::: Page text

Suburban district of London, England

East Ham is a district of the London Borough of Newham, England, 8 miles (12.8 km) east of Charing Cross. Within the boundaries of the historic county of Essex, East Ham is identified in the London Plan as a Major Centre. The population is 76,186.

==History==

===Toponymy===
The first known written use of the term, as 'Hamme', is in an Anglo-Saxon charter of 958, in which King Edgar granted the Manor of Ham, which was undivided at that time, to Ealdorman Athelstan. A subsequent charter on 1037 describes a transfer of land, which has been identified with East Ham, indicating that the first division of the territory occurred between 958 and 1037.

The place name derives from Old English 'hamm' and means 'a dry area of land between rivers or marshland', referring to the location of the settlement within boundaries formed by the rivers Lea, Thames and Roding and their marshes. North Woolwich seems likely to have been removed from Ham in the aftermath of the Norman Conquest.

The earliest recorded use of the name East Ham, as distinct from Ham or West Ham, is in 1204 as EstHam. The names East and West Ham were applied to ancient parishes in place by the end of the 12th century.

===Administration and representation===
East Ham was originally part of the hundred of Becontree, part of the historic county of Essex. East Ham Local Government District was created in 1878, when the ancient parish of East Ham adopted the Local Government Act 1858 and formed a local board of nine members to govern the area. In 1886 the local government district was extended to include the civil parish of Little Ilford (also known as Manor Park), and the board was increased to 12 in number. The Local Government Act 1894 reconstituted the area as East Ham Urban District, with an elected urban district council of 15 members replacing the board. In 1900, Little Ilford civil parish was abolished and its area absorbed into an enlarged East Ham civil parish.

::::::
::: Entries supplied

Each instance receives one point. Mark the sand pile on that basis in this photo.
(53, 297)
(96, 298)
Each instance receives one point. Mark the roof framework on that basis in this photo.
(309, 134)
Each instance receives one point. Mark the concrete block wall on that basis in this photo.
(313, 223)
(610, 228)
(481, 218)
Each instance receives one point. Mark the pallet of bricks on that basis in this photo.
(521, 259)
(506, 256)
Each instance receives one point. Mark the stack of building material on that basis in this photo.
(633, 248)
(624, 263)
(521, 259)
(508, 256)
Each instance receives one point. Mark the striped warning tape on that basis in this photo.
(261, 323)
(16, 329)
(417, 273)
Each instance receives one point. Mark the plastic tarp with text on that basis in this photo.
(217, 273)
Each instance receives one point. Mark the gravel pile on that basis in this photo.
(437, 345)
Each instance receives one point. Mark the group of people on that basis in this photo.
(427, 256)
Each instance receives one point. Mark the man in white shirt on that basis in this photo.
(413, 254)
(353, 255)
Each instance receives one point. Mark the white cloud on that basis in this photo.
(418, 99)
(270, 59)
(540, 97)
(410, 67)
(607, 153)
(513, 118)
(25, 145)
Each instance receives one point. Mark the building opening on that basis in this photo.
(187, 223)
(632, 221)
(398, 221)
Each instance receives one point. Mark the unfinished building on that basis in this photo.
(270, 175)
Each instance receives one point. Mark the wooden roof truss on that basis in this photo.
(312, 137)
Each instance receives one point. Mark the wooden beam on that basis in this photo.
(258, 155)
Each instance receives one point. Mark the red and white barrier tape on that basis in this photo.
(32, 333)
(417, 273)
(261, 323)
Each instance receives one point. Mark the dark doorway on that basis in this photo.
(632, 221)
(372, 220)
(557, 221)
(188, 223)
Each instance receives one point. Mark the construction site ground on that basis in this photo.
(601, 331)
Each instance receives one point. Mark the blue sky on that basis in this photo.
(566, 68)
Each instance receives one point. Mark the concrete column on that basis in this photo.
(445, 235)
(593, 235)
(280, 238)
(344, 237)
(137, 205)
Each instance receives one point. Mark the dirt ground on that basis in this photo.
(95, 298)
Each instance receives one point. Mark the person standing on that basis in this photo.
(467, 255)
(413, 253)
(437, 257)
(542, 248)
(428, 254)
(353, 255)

::::::

**What you will do:**
1. Name every river the East Ham passage mentions.
2. Please copy out the stretch of the East Ham passage from "Suburban district of" through "958 and 1037.".
These entries are separate material and have no connection to the East Ham passage.

**Solutions to the tasks:**
1. Lea, Thames, Roding

2.
Suburban district of London, England

East Ham is a district of the London Borough of Newham, England, 8 miles (12.8 km) east of Charing Cross. Within the boundaries of the historic county of Essex, East Ham is identified in the London Plan as a Major Centre. The population is 76,186.

==History==

===Toponymy===
The first known written use of the term, as 'Hamme', is in an Anglo-Saxon charter of 958, in which King Edgar granted the Manor of Ham, which was undivided at that time, to Ealdorman Athelstan. A subsequent charter on 1037 describes a transfer of land, which has been identified with East Ham, indicating that the first division of the territory occurred between 958 and 1037.